And here people are going to wax nostalgic — they do even there — for such a day. If I had dime for, every time we’ve been looking for a house since the 80s, how many times some new development sells itself as having generous porches, to encourage community bonding or some such, I’d be a very rich woman.
We have yet to buy in one of those developments, partly because you know and I know those spacious porches will be either unused or used by someone busily working on a laptop. (And most of those people prefer a little more shade and privacy.) There is a reason for that. Several. In Portugal the death of the seat-on-the-stoop set first came with radio, but the final quietus was administered by television. Now with computers they’re like the US and most of their life is online.
However in those long Sundays — or evenings, particularly in summer — when anything, anything would do to relieve boredom, I’d read things I wasn’t particularly fond of and which you now couldn’t pay me to read (mostly romances, a lot of it featuring bullfighters, but also a lot of 19th century novels.)

> _Supplied data_:
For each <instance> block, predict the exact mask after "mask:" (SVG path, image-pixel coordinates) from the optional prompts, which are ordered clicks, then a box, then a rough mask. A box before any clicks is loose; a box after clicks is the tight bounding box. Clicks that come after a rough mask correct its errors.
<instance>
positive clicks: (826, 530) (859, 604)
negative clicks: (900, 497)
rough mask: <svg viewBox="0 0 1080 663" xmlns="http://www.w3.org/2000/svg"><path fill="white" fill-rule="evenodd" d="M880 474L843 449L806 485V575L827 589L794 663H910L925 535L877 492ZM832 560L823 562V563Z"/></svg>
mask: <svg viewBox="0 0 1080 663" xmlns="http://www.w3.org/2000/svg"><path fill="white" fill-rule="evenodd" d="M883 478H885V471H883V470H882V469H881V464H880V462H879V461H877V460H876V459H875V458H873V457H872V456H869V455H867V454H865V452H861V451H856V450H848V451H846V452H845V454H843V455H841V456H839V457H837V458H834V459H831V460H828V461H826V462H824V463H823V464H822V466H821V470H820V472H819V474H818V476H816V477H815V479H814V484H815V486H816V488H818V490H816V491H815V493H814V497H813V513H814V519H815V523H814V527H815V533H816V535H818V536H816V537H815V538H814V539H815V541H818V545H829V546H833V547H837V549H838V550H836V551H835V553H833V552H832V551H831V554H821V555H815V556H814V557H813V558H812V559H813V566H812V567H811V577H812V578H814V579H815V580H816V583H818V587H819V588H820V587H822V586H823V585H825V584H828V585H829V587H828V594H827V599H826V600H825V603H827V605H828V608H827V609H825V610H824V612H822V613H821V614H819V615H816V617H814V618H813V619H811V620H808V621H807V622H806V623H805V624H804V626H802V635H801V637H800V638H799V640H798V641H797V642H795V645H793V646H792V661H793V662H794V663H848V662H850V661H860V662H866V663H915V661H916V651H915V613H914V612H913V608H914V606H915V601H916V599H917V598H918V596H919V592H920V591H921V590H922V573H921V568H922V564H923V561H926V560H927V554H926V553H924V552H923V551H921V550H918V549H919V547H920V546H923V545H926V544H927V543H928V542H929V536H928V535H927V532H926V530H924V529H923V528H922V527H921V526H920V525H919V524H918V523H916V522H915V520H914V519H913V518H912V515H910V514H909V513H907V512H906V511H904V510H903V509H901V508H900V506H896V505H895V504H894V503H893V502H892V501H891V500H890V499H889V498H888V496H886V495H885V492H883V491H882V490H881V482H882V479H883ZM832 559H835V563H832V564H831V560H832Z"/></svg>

> _Work instruction 1_:
List every technology or device named in the passage on porches and stoop-sitting.
> _Work instruction 2_:
Pick up the passage on porches and stoop-sitting after its last sentence and keep writing.

> _Task answer 1_:
laptop, radio, television, computers

> _Task answer 2_:
In those circumstances, writers might have more leeway to preach in a dry and uninteresting way, they might have more leeway to do things that annoy the reader. When you’re desperate, you’ll read ANYTHING.
Nowadays? My turnaround on a book is about 5 pages. If you haven’t grabbed me by then, I have other ebooks, other stuff to do, things that need to get read for research, and always friends to chat with at the other end of the private message program. And heck, I’m not that wired. I have friends who LIVE on their phone.
There is a risk to thinking that readers are your captive audience and simply have to take what you dish out. There is a risk, even, if you think you’re on the side of angels and doing it for the readers’ own good, to “raise their consciousness” or whatever.
Since about WWI or so, there has been a tendency to nostalgie the la boue. That is, there has been a tendency to focus on the worst, on the dirtiest, to create your story around despicable characters. Maybe it was a natural movement caused by the disillusionment in the aftermath of the European avatar. Or maybe it was the intellectuals, finally having attained a life in which they really need have no contact with real difficulties or real work, becoming fascinated by lowlives and criminals.
These were always fascinating to a point, of course, but in older works often used as moral lesson and/or comic relief. Now they seemed to be the only suitable subject for books.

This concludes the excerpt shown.